[Part of a data file]
•••

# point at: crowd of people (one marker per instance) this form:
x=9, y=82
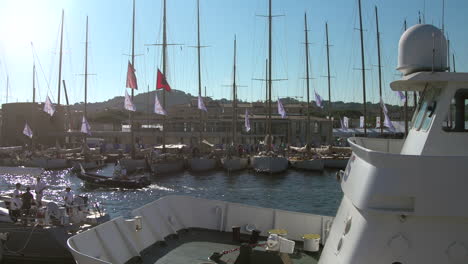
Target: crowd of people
x=21, y=202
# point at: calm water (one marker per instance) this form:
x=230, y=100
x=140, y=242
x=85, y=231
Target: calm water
x=309, y=192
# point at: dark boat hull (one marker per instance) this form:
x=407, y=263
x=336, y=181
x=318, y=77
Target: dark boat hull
x=104, y=181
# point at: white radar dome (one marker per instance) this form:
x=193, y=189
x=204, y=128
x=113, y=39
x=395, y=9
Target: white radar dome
x=422, y=48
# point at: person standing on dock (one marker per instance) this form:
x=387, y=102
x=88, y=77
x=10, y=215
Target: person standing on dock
x=68, y=199
x=39, y=189
x=15, y=204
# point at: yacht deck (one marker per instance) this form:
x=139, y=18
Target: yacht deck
x=197, y=245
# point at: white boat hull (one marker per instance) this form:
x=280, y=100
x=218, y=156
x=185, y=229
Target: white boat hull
x=88, y=165
x=202, y=164
x=166, y=167
x=21, y=171
x=132, y=165
x=235, y=164
x=336, y=163
x=49, y=164
x=269, y=164
x=310, y=164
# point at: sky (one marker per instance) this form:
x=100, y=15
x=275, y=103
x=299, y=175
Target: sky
x=23, y=22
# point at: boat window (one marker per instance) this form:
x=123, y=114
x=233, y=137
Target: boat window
x=428, y=102
x=457, y=116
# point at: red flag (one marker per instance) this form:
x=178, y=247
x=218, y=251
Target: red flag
x=162, y=83
x=131, y=78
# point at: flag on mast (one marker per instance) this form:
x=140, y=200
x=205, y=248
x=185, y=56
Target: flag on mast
x=128, y=104
x=49, y=107
x=85, y=127
x=27, y=131
x=402, y=96
x=131, y=77
x=158, y=109
x=247, y=121
x=201, y=105
x=318, y=100
x=387, y=122
x=162, y=83
x=281, y=110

•••

> _Task statement_
Format each line of the data above as a Markdown table with the columns "Row" and "Line", skipping blank lines. Leave the pictures out.

> _Answer to the exercise_
| Row | Line |
|---|---|
| 1 | # point at: crowd of people (one marker per instance) this form: |
| 2 | x=9, y=82 |
| 3 | Target: crowd of people |
| 4 | x=21, y=202 |
| 5 | # point at: calm water (one marker per instance) this form: |
| 6 | x=230, y=100 |
| 7 | x=140, y=242 |
| 8 | x=85, y=231 |
| 9 | Target: calm water |
| 10 | x=309, y=192 |
| 11 | # point at: dark boat hull (one marker per instance) this form: |
| 12 | x=407, y=263 |
| 13 | x=336, y=181 |
| 14 | x=318, y=77 |
| 15 | Target: dark boat hull |
| 16 | x=104, y=181 |
| 17 | # point at: white radar dome (one marker per instance) this form: |
| 18 | x=193, y=189 |
| 19 | x=204, y=128 |
| 20 | x=113, y=39 |
| 21 | x=395, y=9 |
| 22 | Target: white radar dome |
| 23 | x=422, y=48 |
| 24 | # point at: person standing on dock (one marker per instance) this form: |
| 25 | x=387, y=102 |
| 26 | x=88, y=77 |
| 27 | x=10, y=215 |
| 28 | Target: person standing on dock |
| 29 | x=68, y=199 |
| 30 | x=39, y=189 |
| 31 | x=15, y=204 |
| 32 | # point at: yacht deck (one marker per instance) this form: |
| 33 | x=139, y=18 |
| 34 | Target: yacht deck |
| 35 | x=197, y=245 |
| 36 | # point at: white boat hull (one marker per instance) this form: |
| 37 | x=280, y=100 |
| 38 | x=218, y=156 |
| 39 | x=185, y=229 |
| 40 | Target: white boat hull |
| 41 | x=88, y=165 |
| 42 | x=202, y=164 |
| 43 | x=166, y=167 |
| 44 | x=21, y=171 |
| 45 | x=132, y=165 |
| 46 | x=235, y=164 |
| 47 | x=336, y=163 |
| 48 | x=49, y=164 |
| 49 | x=269, y=164 |
| 50 | x=310, y=164 |
| 51 | # point at: sky (one marker per instance) this form: |
| 52 | x=100, y=15 |
| 53 | x=275, y=103 |
| 54 | x=299, y=175 |
| 55 | Target: sky |
| 56 | x=23, y=22 |
| 57 | # point at: boat window (one marker per instance) this form: |
| 58 | x=123, y=114 |
| 59 | x=233, y=137 |
| 60 | Target: boat window |
| 61 | x=428, y=102 |
| 62 | x=457, y=116 |
| 63 | # point at: red flag (one marker per instance) this form: |
| 64 | x=178, y=247 |
| 65 | x=218, y=251 |
| 66 | Target: red flag |
| 67 | x=162, y=83 |
| 68 | x=131, y=78 |
| 69 | # point at: flag on mast (one marker per instance) this form: |
| 70 | x=140, y=200 |
| 71 | x=205, y=248 |
| 72 | x=185, y=56 |
| 73 | Target: flag on mast |
| 74 | x=128, y=104 |
| 75 | x=49, y=107 |
| 76 | x=85, y=127 |
| 77 | x=27, y=131 |
| 78 | x=402, y=96 |
| 79 | x=131, y=77 |
| 80 | x=158, y=109 |
| 81 | x=247, y=121 |
| 82 | x=201, y=105 |
| 83 | x=318, y=100 |
| 84 | x=387, y=122 |
| 85 | x=162, y=83 |
| 86 | x=281, y=110 |